Introduction
Traumatic brain injury (TBI) is caused by an outside force, such as a bump, blow, or jolt to the head or body. It can be non-penetrating (blunt) or penetrating. Non-penetrating TBIs are caused by an external force strong enough to move the brain within the skull. These can include falls, motor vehicle collisions (MVC), sports injuries, blast injury, or being struck by an object. Penetrating injuries are less common but often more severe, and occur when an object, such as a bullet, pierces the skull and enters the brain tissue [
1]. Furthermore, TBI can be classified as mild, moderate, or severe. Mild TBI, or concussion, involves normal structural imaging, loss of consciousness for <30 minutes, alteration of mental state for no more than 24 hours, no more than one day of post-traumatic amnesia, and a Glasgow Coma Scale (GCS) of 13-15. Moderate to severe TBI involves normal or abnormal structural imaging, at least 30 minutes of loss of consciousness, >24 hours of altered mental state and post-traumatic amnesia, and a GCS as low as 3 [
2].
The CDC reports there were approximately 214,110 TBI-related hospitalizations in 2020 and 69,473 TBI-related deaths in the United States in 2021 [
3]. However, it is well understood that nearly all estimates of TBI are undercounts. This is partly due to the disproportionate amount of TBI deaths that occur outside of the healthcare setting, such as those due to MVC or falls. Globally, underestimates are far greater, as the WHO states that approximately two-thirds of all global TBI-related deaths are not counted [
4].

[Records from a dataset]
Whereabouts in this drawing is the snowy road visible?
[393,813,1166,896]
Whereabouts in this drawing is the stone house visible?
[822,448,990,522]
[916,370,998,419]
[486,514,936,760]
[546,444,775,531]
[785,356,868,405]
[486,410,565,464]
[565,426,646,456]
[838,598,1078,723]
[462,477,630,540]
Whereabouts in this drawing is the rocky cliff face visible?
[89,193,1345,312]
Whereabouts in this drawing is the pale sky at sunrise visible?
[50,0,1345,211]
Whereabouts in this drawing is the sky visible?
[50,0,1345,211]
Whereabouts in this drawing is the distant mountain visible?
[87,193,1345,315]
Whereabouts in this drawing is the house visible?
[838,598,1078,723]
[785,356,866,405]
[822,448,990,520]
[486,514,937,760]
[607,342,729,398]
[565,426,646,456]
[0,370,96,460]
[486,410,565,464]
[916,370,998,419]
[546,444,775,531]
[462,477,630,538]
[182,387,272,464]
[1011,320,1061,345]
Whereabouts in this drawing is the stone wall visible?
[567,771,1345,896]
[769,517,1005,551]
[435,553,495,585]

> [Exercise instructions] Continue the introduction on traumatic brain injury, starting after its final sentence.

> [Output]
Males are nearly two times more likely to be hospitalized for TBI and three times more likely to die from a TBI than females [
3]. It is important to note that there are no national prevalence estimates for TBI due to intimate partner violence, yet studies in shelters and EDs have reported that 30-74% of women who experience intimate partner violence have a history of TBI [
5]. Sex-related differences in outcomes following TBI are less well understood. One 2019 scoping review reported that human studies generally report worse outcomes in women with TBI than men, while animal studies report the opposite [
6]. When stratifying by TBI severity, women experiencing moderate to severe TBI are more likely to have better outcomes than men with moderate to severe TBI, while women experiencing mild TBI are more likely to have worse outcomes in clinical studies with mixed results in animal studies [
6]. Recently, animal studies have explored the role of sex hormones in recovery following TBI. A 2018 review by
Späni et. al noted that estrogen and progesterone contribute to sex differences in outcomes following TBI [
7]. Female sex hormones (namely, estrogen and progesterone) play a role in attenuating neuroinflammation and reducing cerebral edema [
7].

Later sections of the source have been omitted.